» **Exercise aim**: Could you pull every line of the records below and reproduce each one unchanged?

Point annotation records
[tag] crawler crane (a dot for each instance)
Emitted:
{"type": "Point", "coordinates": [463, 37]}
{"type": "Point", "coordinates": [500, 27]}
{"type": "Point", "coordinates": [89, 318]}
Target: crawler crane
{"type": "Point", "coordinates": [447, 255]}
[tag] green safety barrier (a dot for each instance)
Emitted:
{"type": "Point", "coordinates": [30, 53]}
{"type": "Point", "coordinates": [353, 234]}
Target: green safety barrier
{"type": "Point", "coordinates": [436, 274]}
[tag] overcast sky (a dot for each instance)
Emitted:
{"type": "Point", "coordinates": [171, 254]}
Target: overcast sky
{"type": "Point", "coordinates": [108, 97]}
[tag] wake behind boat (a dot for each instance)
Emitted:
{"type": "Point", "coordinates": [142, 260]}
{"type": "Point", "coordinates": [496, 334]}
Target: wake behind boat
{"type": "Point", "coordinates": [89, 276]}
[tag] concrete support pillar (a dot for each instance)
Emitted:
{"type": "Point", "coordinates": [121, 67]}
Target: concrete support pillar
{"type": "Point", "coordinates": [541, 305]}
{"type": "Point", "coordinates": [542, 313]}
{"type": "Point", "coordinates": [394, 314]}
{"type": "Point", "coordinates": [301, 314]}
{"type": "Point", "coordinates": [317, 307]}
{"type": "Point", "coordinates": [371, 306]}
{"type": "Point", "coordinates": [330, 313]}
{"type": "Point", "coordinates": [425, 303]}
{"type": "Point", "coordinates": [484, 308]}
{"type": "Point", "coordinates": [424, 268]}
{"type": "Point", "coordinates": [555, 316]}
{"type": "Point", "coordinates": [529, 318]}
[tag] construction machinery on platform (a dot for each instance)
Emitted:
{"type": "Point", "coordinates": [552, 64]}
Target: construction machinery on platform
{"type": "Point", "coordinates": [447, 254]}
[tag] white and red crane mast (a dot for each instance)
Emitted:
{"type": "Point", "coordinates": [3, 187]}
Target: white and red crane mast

» **Problem solution**:
[tag] crawler crane (a dot for each instance)
Emitted:
{"type": "Point", "coordinates": [463, 37]}
{"type": "Point", "coordinates": [500, 27]}
{"type": "Point", "coordinates": [89, 318]}
Target: crawler crane
{"type": "Point", "coordinates": [447, 255]}
[tag] green safety barrier (a dot for each instance)
Emitted:
{"type": "Point", "coordinates": [30, 53]}
{"type": "Point", "coordinates": [353, 234]}
Target: green safety barrier
{"type": "Point", "coordinates": [436, 274]}
[tag] overcast sky (a dot for each instance)
Emitted:
{"type": "Point", "coordinates": [171, 254]}
Target: overcast sky
{"type": "Point", "coordinates": [108, 97]}
[tag] wake behind boat (a dot for each instance)
Emitted:
{"type": "Point", "coordinates": [142, 260]}
{"type": "Point", "coordinates": [496, 334]}
Target: wake behind boat
{"type": "Point", "coordinates": [89, 276]}
[tag] concrete support pillar (a dot for each instance)
Emitted:
{"type": "Point", "coordinates": [121, 67]}
Target: concrete support pillar
{"type": "Point", "coordinates": [541, 305]}
{"type": "Point", "coordinates": [542, 313]}
{"type": "Point", "coordinates": [394, 314]}
{"type": "Point", "coordinates": [301, 314]}
{"type": "Point", "coordinates": [317, 307]}
{"type": "Point", "coordinates": [371, 306]}
{"type": "Point", "coordinates": [330, 313]}
{"type": "Point", "coordinates": [425, 303]}
{"type": "Point", "coordinates": [484, 308]}
{"type": "Point", "coordinates": [424, 268]}
{"type": "Point", "coordinates": [555, 316]}
{"type": "Point", "coordinates": [529, 318]}
[tag] construction machinery on platform (a dot for each instance)
Emitted:
{"type": "Point", "coordinates": [552, 64]}
Target: construction machinery on platform
{"type": "Point", "coordinates": [447, 254]}
[tag] white and red crane mast (a dot for each instance)
Emitted:
{"type": "Point", "coordinates": [3, 187]}
Target: white and red crane mast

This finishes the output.